▸ Exercise description
No line before the one containing "of the dirt" is to be output; retype exactly that line and all lines that follow it to the end of the records.
═══ Data
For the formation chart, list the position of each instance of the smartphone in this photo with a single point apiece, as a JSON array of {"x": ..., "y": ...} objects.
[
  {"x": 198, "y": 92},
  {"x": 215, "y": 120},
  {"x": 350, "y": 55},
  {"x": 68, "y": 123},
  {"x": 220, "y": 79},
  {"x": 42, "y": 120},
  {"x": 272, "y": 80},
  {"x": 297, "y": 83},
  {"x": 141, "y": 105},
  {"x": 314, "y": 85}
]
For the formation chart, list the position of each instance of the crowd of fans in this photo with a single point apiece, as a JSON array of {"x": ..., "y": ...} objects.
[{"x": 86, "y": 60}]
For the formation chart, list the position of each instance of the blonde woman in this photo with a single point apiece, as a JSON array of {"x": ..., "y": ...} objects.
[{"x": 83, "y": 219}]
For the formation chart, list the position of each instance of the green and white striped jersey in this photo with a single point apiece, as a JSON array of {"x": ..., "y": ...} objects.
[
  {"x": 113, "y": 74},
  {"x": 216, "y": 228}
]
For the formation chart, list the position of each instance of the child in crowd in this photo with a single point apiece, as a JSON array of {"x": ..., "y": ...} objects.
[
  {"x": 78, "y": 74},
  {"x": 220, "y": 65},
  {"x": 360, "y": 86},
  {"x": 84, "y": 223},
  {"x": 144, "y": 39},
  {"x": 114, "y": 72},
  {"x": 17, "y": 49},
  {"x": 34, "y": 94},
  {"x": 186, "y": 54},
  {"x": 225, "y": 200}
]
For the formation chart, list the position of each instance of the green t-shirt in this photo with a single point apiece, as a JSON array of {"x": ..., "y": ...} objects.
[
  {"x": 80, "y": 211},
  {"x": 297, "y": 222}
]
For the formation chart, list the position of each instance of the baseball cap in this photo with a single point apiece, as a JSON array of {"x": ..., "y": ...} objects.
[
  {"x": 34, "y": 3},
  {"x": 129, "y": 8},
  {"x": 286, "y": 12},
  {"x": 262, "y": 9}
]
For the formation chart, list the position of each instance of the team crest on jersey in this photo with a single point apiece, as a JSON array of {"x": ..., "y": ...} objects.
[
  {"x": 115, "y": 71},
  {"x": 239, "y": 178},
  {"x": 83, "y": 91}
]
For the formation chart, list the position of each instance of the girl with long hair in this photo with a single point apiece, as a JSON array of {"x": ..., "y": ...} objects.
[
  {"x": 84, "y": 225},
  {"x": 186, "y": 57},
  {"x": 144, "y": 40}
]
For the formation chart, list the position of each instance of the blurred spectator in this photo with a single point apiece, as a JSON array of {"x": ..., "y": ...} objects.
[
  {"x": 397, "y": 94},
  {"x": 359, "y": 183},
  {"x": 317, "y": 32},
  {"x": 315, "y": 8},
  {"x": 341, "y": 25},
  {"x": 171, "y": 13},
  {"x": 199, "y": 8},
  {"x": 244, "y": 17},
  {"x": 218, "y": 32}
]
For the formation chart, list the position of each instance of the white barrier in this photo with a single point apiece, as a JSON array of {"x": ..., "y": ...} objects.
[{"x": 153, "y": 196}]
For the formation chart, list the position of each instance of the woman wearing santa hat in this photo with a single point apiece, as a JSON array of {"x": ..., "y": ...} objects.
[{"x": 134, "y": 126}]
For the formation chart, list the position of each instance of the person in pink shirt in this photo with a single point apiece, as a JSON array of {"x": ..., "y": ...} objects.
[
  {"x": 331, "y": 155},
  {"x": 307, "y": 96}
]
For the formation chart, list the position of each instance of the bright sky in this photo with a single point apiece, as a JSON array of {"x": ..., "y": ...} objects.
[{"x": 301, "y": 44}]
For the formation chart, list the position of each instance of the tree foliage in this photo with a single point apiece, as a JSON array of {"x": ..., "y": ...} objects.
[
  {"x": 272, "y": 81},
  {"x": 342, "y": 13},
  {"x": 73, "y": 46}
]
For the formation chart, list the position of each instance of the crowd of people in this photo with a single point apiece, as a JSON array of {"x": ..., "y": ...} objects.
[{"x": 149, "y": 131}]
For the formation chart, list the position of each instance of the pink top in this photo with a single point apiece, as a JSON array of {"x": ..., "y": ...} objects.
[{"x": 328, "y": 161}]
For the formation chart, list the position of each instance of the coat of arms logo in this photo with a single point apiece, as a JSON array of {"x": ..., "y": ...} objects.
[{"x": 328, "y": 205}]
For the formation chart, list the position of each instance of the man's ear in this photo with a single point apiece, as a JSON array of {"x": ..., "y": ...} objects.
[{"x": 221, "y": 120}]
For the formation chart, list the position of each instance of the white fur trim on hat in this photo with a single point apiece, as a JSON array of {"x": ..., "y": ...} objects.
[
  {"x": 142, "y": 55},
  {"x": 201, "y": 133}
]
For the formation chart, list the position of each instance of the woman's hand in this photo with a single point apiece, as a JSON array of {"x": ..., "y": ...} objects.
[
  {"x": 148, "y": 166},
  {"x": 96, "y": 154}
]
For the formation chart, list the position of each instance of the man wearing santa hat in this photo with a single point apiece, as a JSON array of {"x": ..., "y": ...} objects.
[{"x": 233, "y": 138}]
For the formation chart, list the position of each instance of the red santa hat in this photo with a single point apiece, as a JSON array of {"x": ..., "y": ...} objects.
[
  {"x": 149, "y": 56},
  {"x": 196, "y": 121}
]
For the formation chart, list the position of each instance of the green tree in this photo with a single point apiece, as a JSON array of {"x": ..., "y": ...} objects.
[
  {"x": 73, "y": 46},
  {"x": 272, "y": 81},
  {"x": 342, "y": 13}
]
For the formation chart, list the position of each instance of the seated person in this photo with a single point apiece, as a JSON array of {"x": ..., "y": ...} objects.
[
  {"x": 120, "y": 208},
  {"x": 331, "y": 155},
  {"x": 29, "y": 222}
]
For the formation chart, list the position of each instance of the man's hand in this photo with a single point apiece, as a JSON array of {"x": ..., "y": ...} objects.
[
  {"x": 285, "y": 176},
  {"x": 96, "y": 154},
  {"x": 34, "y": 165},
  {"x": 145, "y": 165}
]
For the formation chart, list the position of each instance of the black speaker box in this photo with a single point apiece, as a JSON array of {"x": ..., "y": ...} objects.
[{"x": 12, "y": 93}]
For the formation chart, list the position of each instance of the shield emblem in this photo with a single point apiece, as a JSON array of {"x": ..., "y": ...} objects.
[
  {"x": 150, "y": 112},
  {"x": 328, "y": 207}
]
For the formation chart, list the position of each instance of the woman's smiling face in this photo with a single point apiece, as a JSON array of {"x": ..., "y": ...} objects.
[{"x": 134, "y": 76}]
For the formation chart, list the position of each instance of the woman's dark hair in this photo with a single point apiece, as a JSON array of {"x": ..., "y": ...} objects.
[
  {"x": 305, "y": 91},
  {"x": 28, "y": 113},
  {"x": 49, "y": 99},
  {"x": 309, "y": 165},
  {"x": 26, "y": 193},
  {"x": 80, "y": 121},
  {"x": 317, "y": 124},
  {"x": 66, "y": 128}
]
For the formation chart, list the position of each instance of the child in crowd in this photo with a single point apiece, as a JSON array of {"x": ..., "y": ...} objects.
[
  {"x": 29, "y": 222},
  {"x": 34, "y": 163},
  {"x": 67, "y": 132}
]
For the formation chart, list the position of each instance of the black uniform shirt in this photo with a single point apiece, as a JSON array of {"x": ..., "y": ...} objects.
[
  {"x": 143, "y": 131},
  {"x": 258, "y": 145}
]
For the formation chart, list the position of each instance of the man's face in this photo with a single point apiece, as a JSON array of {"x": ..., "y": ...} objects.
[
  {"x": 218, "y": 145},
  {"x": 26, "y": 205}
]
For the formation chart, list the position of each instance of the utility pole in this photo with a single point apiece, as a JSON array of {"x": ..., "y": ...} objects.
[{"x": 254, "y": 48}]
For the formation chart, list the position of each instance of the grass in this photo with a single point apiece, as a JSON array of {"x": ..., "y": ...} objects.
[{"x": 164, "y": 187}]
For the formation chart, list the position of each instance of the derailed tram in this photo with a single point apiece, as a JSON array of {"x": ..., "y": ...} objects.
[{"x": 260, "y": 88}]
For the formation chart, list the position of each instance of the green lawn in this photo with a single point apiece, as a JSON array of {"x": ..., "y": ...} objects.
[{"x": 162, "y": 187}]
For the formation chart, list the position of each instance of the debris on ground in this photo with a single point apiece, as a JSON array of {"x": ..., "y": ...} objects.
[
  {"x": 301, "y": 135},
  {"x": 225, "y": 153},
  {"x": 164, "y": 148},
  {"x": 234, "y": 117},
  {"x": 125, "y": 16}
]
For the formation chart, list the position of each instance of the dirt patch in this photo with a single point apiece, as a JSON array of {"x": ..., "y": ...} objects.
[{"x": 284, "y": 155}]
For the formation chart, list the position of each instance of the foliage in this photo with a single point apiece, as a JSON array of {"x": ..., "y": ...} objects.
══════
▸ Result below
For the formation chart, list the position of each instance of the dirt patch in this photo with a single point apiece, as a JSON array of {"x": ..., "y": ...} objects.
[{"x": 284, "y": 155}]
For the formation chart, list the position of each instance of the foliage in this photo with a single point apiece, as a JSON array of {"x": ..., "y": ...} objects.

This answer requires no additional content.